ORDEM DE SERVIÇO 1
Responda com base no trecho sobre a ordem jurídica:
(a) Em países como Brasil e Alemanha, que nome recebe o documento escrito em que estão lançadas as normas fundamentais da ordem jurídica?
(b) Qual jurista cita o controle da constitucionalidade das leis pela Suprema Corte dos Estados Unidos como exemplo de mudança informal?
(c) Como se chama a modificação do texto feita pelo chefe de governo ou por um grupo dominante?

Relações humanas disciplinadas respondem pela
estabilidade e pelo convívio pacífico na sociedade. Essa disciplina compreende
regras vigentes no seio da tribo ou da nação ditadas pela necessidade e pela
utilidade. O caos social é episódico e cessa com a volta da ordem antiga ou com
a implantação de uma nova ordem. No período cultural que recebeu o nome de civilização (estágio de assíduo uso da
escrita, de progresso nas artes, nas ciências, nas instituições políticas,
econômicas e sociais) as regras de caráter obrigatório que disciplinam as
relações humanas constituem a ordem jurídica. Essa ordem reflete valores
acalentados pela nação, ou pelo grupo dominante, ou por ambos quando há
coincidência.
A dinâmica do processo cultural exige certa
plasticidade da ordem jurídica visando a acomodar as mudanças que ocorrem na
sociedade. Em países como Brasil e Alemanha, as normas fundamentais da ordem
jurídica estão lançadas em um documento escrito denominado Constituição. No plano constitucional jurídico há mutações
informais (sem alteração do texto) e formais (com alteração do texto). Como
exemplo das mudanças informais, o jurista Karl Loewenstein cita o controle da
constitucionalidade das leis pela Suprema Corte dos Estados Unidos da América
do Norte, resultante de uma decisão judicial sem estar previsto na Constituição
escrita (Teoria de la Constitucion. Barcelona, Ariel, 1979, p.145). Como exemplo das mudanças
formais serve a técnica, utilizada no Brasil e em outros países da América
Latina, de modificação do texto pelos parlamentares (reforma democrática), pelo
chefe de governo ou por um grupo dominante (reforma autocrática). Há mudanças
assimiláveis por lei ordinária que o legislador resolve alçar ao nível
constitucional visando a maior eficácia do preceito.

MATERIAIS FORNECIDOS
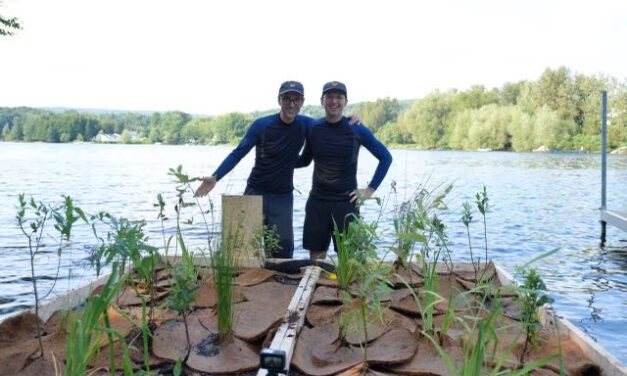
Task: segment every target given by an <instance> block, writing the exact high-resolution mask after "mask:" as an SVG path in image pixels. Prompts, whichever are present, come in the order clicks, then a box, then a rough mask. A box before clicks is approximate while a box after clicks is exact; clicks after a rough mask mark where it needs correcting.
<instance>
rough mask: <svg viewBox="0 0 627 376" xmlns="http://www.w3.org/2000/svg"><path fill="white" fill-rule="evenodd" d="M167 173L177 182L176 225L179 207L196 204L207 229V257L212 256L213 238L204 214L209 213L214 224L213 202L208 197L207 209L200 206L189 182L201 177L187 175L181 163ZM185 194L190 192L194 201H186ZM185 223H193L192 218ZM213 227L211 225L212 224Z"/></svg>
mask: <svg viewBox="0 0 627 376" xmlns="http://www.w3.org/2000/svg"><path fill="white" fill-rule="evenodd" d="M168 175H170V176H173V177H174V178H175V179H176V182H177V184H178V185H177V186H176V191H177V195H176V196H177V198H178V203H177V205H176V211H177V226H178V225H179V219H180V213H181V209H183V208H186V207H190V206H198V208H199V210H200V214H201V216H202V219H203V223H204V225H205V229H206V231H207V249H208V251H209V258H212V257H213V255H212V253H213V247H212V244H211V243H212V238H213V233H214V231H213V229H210V228H209V222H208V221H207V217H206V214H211V223H212V225H214V224H215V220H214V218H213V202H212V201H211V199H209V210H206V211H205V210H204V209H203V208H202V205H201V204H200V200H199V199H198V197H196V195H194V189H193V188H192V186H191V183H193V182H196V181H200V180H201V178H199V177H190V176H189V175H187V174H186V173H185V172H183V167H182V166H181V165H178V166H177V167H176V168H175V169H174V168H170V169H169V172H168ZM187 194H191V195H192V197H193V198H194V202H191V201H187V200H186V199H185V197H186V195H187ZM187 223H189V224H192V223H193V218H190V219H189V220H188V221H187ZM212 227H213V226H212Z"/></svg>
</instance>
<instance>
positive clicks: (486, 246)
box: [475, 185, 489, 280]
mask: <svg viewBox="0 0 627 376" xmlns="http://www.w3.org/2000/svg"><path fill="white" fill-rule="evenodd" d="M475 199H476V200H475V203H476V204H477V209H479V212H480V213H481V217H482V218H483V239H484V242H485V258H484V263H485V265H484V267H483V270H482V271H481V276H480V277H479V280H483V277H484V276H485V273H486V270H487V269H488V262H489V258H488V225H487V221H486V212H487V211H488V201H489V199H488V191H487V189H486V186H485V185H484V186H483V191H481V192H477V194H476V195H475ZM479 263H480V262H479V261H477V266H479ZM475 280H476V278H475Z"/></svg>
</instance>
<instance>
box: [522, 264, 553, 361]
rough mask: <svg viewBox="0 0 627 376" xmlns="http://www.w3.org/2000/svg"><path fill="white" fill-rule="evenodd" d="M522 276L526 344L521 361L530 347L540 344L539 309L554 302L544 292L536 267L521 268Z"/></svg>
mask: <svg viewBox="0 0 627 376" xmlns="http://www.w3.org/2000/svg"><path fill="white" fill-rule="evenodd" d="M520 274H521V276H522V278H524V283H523V286H522V287H523V289H521V290H520V291H519V299H520V302H521V303H522V322H523V323H524V325H525V331H526V334H525V344H524V346H523V350H522V352H521V353H520V362H521V363H522V362H523V361H524V359H525V355H526V354H527V351H529V348H530V347H531V348H535V347H537V345H538V334H539V332H540V329H541V328H542V324H541V323H540V318H539V316H538V309H539V308H540V307H542V306H543V305H544V304H551V303H553V301H554V300H553V298H551V297H549V296H547V295H546V294H544V291H546V285H545V284H544V281H542V278H540V276H539V275H538V273H537V270H536V268H529V269H523V270H520Z"/></svg>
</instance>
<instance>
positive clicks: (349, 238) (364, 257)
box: [333, 214, 376, 291]
mask: <svg viewBox="0 0 627 376" xmlns="http://www.w3.org/2000/svg"><path fill="white" fill-rule="evenodd" d="M352 216H353V220H352V221H351V222H350V223H349V224H348V226H346V227H345V229H344V231H343V232H342V231H339V227H338V226H337V223H335V222H334V223H333V225H334V231H333V236H334V237H335V244H336V246H337V262H336V265H335V266H336V275H337V284H338V288H339V289H340V290H342V291H348V288H349V286H350V285H351V283H353V282H354V281H355V280H356V278H357V265H358V264H366V263H367V262H368V260H369V259H372V257H376V247H375V245H374V240H375V239H376V223H375V224H368V223H366V222H364V220H363V219H361V218H359V217H357V216H355V215H354V214H352Z"/></svg>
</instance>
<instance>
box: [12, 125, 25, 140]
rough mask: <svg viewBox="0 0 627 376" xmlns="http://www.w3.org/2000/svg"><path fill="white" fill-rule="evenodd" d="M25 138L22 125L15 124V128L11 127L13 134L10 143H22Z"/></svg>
mask: <svg viewBox="0 0 627 376" xmlns="http://www.w3.org/2000/svg"><path fill="white" fill-rule="evenodd" d="M23 136H24V133H23V132H22V124H20V123H16V124H13V127H11V132H9V141H22V137H23Z"/></svg>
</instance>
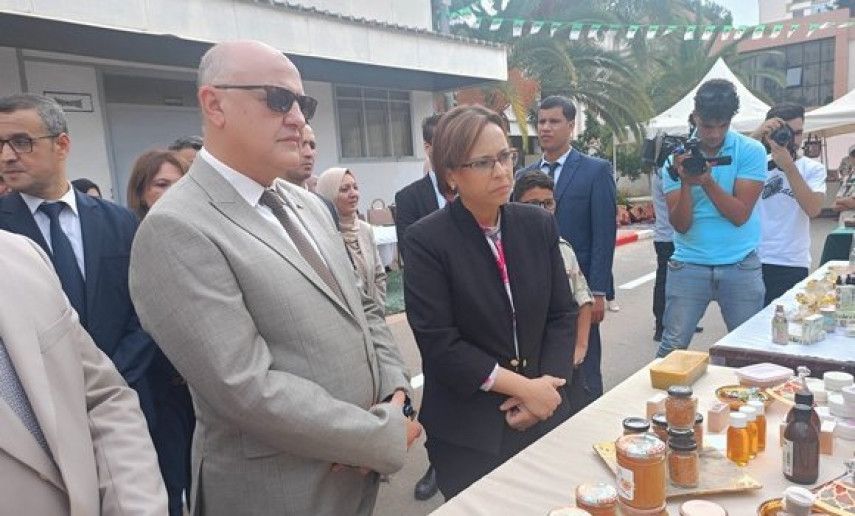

ORDEM DE SERVIÇO 2
Transcreva sem alterações as linhas das entradas, do início delas até a linha que contém "173L177 182L176 225L179", inclusive. Deixe as imagens fora da resposta.

RESULTADO 1
(a) Constituição.
(b) Karl Loewenstein.
(c) Reforma autocrática.

RESULTADO 2
Task: segment every target given by an <instance> block, writing the exact high-resolution mask after "mask:" as an SVG path in image pixels. Prompts, whichever are present, come in the order clicks, then a box, then a rough mask. A box before clicks is approximate while a box after clicks is exact; clicks after a rough mask mark where it needs correcting.
<instance>
rough mask: <svg viewBox="0 0 627 376" xmlns="http://www.w3.org/2000/svg"><path fill="white" fill-rule="evenodd" d="M167 173L177 182L176 225L179 207L196 204L207 229V257L212 256L213 238L204 214L209 213L214 224L213 202L208 197L207 209L200 206L189 182L201 177L187 175L181 163ZM185 194L190 192L194 201H186ZM185 223H193L192 218ZM213 227L211 225L212 224Z"/></svg>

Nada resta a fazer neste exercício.